» **O QUE FAZER**:
(1) Indique se cada afirmação concorda com o texto sobre a leitura silenciosa, respondendo sim ou não e citando literalmente as palavras do texto que decidem a questão: (a) Agostinho via as letras como representações de sons. (b) Isidoro de Sevilha viveu no século V. (c) As crianças liam versos dos Salmos só depois de aprender a ordem do alfabeto.
(2) No texto sobre a leitura silenciosa, qual é o nome da enciclopédia compilada por Isidoro de Sevilha?
(3) Redija a continuação do texto sobre a leitura silenciosa, partindo da última frase apresentada.

====== TEXTO SELECIONADO

A surpresa de Agostinho implica que a forma de ler de Ambrósio não era comum à época. Alguns outros casos de leitura silenciosa anteriores são descritos, mas de modo mais incerto e circunstancial, e nenhum com tanta riqueza de detalhes. Além disso, o conceito de Agostinho sobre a palavra escrita explica a surpresa. Conforme explica Manguel, seguindo os ensinamentos de Aristóteles, Agostinho achava que as letras eram “signos de sons” que, por sua vez, eram “signos das coisas que pensamos”. O texto escrito era, portanto, apenas uma representação gráfica de sons, que podiam transportar nossas palavras para um interlocutor ausente, para que ele pudesse pronunciá-las por nós. [6]
No século VII, Isidoro de Sevilha, diferentemente de Agustinho, considerava as letras sinais sem som (sine voce), conforme ele explica na enciclopédia que compilou já no final de sua vida, a Etymologiae (Origens). Isidoro elogia a leitura silenciosa com um método para “ler sem esforço, refletindo sobre o que foi lido, tornando sua fuga da memória mais difícil” [7]. A partir daí, a escrita passa a ser uma linguagem capaz de comunicar-se de forma direta com a mente. Essa nova prática de leitura afetou inclusive os métodos de alfabetização. Conforme explica Parkes, as crianças eram solicitadas a lerem versos copiados dos Salmos antes de terem aprendido a ordem das letras do alfabeto, o que enfatizava a função das letras e palavras no texto, mais do que seu significado sonoro [8].

============
====== INFORMAÇÕES FORNECIDAS

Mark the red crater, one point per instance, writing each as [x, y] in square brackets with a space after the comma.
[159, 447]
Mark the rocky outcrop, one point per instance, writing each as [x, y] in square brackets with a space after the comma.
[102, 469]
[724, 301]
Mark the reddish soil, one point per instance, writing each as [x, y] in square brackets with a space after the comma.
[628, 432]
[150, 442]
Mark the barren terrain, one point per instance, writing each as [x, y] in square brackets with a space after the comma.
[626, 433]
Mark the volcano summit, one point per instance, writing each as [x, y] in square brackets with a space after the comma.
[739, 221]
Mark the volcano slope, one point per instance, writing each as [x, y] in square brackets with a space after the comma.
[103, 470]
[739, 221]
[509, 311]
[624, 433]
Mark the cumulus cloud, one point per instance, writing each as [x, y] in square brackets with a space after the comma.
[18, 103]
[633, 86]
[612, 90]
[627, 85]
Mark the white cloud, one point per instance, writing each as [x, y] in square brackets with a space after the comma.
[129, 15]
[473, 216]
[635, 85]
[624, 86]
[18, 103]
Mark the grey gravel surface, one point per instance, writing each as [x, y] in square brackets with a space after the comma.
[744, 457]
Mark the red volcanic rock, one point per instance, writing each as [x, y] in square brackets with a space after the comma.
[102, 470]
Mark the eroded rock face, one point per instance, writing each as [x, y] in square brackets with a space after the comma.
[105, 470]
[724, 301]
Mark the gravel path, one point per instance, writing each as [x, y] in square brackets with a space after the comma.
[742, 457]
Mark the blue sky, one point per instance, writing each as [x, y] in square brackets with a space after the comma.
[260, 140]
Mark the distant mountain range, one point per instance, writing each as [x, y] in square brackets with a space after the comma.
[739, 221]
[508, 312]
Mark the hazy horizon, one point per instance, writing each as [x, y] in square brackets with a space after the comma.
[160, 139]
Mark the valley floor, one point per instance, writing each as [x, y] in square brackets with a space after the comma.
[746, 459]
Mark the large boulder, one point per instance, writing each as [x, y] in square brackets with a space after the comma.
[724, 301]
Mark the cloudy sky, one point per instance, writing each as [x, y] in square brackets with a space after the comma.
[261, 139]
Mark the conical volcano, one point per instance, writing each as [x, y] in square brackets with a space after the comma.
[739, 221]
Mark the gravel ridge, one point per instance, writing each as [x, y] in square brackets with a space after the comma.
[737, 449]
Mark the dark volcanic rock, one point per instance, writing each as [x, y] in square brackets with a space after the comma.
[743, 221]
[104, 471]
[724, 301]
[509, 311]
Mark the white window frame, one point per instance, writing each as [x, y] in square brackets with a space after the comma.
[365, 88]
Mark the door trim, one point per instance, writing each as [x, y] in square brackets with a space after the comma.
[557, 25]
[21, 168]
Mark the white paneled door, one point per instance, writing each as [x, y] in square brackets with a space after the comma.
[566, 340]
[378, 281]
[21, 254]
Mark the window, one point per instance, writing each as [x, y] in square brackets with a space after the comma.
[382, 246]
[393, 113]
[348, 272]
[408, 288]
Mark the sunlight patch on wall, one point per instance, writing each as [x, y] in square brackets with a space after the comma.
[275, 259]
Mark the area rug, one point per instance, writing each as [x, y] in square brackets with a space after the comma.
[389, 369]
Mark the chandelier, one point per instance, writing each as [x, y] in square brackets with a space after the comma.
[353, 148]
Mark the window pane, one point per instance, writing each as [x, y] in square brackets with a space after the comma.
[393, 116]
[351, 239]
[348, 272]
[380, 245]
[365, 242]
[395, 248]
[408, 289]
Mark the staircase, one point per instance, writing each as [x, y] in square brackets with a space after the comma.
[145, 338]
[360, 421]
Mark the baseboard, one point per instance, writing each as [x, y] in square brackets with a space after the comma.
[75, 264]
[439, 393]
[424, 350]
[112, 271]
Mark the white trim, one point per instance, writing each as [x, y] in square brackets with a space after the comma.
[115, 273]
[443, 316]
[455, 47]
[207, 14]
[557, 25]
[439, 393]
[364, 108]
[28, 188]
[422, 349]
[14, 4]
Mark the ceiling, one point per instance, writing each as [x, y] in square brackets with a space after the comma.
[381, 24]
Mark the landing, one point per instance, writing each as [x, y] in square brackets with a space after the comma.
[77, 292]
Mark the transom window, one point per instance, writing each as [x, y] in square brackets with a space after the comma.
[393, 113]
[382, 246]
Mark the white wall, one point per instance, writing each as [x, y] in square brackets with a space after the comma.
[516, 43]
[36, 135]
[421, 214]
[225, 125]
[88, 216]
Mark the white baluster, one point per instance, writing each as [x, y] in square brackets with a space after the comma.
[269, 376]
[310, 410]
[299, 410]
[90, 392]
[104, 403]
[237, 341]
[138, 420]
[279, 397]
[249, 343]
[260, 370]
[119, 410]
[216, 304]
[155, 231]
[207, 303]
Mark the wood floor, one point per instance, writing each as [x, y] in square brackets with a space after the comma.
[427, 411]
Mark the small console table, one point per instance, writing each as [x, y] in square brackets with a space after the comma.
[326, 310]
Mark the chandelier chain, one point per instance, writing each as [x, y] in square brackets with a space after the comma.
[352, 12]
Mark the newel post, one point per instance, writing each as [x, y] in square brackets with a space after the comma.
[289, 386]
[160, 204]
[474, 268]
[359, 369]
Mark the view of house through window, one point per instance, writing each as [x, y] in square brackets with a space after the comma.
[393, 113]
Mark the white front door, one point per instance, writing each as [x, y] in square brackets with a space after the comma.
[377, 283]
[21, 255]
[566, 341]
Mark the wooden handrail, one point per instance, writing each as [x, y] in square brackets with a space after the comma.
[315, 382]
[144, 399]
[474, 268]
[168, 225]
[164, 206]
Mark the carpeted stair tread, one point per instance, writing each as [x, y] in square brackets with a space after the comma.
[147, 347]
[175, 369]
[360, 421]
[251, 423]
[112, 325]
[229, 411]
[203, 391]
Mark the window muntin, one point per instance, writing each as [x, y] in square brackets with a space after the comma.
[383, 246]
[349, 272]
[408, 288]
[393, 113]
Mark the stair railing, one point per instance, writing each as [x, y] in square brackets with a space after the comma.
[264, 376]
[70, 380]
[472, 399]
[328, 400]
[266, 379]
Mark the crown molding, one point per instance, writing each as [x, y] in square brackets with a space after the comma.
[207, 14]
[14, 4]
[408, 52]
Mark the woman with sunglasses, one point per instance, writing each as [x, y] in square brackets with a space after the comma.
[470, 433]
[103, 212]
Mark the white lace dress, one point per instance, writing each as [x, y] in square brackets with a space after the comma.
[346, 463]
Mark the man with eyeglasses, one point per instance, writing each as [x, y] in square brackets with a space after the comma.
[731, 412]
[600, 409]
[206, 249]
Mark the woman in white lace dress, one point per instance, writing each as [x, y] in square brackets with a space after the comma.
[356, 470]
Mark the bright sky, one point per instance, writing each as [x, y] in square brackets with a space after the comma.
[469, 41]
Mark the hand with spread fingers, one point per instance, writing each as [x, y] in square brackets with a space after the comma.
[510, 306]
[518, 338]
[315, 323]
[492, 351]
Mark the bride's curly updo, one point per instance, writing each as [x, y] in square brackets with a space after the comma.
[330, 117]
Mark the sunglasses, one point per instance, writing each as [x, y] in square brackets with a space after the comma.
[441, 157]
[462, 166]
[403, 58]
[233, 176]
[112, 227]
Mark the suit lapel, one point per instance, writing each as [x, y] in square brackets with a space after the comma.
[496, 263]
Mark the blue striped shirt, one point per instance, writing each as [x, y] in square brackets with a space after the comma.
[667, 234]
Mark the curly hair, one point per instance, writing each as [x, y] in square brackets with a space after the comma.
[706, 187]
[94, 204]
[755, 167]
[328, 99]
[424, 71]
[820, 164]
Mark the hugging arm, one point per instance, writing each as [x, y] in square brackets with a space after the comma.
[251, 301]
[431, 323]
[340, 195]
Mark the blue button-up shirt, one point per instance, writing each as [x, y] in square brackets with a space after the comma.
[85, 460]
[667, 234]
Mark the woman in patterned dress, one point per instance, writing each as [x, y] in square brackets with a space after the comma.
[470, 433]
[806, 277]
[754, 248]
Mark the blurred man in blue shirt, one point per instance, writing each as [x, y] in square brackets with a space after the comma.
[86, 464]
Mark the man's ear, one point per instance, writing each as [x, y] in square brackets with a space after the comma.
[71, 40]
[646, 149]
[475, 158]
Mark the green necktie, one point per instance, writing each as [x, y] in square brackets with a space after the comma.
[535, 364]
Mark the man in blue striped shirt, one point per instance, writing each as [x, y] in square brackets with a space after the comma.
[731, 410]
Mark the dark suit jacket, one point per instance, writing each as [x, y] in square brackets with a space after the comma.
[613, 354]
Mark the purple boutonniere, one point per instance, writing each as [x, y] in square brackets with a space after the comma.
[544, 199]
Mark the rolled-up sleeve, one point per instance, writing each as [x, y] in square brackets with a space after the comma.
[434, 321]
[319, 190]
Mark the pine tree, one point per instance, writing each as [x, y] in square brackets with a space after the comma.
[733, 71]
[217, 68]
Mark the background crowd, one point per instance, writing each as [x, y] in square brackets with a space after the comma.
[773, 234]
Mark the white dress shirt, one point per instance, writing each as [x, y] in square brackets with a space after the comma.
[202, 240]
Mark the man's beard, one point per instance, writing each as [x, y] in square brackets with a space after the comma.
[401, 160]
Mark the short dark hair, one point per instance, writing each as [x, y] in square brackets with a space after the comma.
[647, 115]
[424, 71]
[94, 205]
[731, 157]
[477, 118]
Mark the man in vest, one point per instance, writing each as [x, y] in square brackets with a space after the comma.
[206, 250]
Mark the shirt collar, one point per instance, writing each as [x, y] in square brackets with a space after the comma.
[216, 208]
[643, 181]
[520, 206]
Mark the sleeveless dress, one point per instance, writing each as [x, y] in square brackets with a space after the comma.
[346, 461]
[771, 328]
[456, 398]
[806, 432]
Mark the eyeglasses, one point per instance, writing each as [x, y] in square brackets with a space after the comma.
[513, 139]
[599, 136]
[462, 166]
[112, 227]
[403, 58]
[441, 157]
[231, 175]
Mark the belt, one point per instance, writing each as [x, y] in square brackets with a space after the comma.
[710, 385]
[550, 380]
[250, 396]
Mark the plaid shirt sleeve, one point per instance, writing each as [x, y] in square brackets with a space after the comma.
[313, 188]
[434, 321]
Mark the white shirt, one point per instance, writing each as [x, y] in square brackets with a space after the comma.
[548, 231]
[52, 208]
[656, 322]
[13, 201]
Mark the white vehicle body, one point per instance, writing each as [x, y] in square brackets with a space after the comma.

============

» **RESPOSTAS ESPERADAS**:
(1)
(a) Sim: “Agostinho achava que as letras eram “signos de sons””.
(b) Não: “No século VII, Isidoro de Sevilha”.
(c) Não: “antes de terem aprendido a ordem das letras do alfabeto”.

(2) Etymologiae (Origens).

(3)
A essa valorização da palavra escrita per se, e não como mera representação do som, seguiram-se progressos significativos nas técnicas de disposição do texto na página. Grande parte desses progressos baseava-se nas regras gramaticais, com vistas a simplificar a leitura dos textos. As palavras passaram a ser escritas separadas, abandonando-se finalmente o scriptio continua. Esta alteração contribuiu significativamente para o aprimoramento da prática da leitura. Com o scriptio continua dificilmente uma leitura poderia ser realizada à primeira vista, exigindo um tempo muito maior para sua utilização. Além disso, ela incorria em imprecisões de interpretação. Por exemplo, Manguel, citando Parkes, conta-nos que Donato, gramático do século IV, leu na Eneida, de Virgílio as palavras collectam exilio pubem (“um povo reunido para o exílio”) como collectam ex Ilio pubem (“um povo reunido de Tróia”).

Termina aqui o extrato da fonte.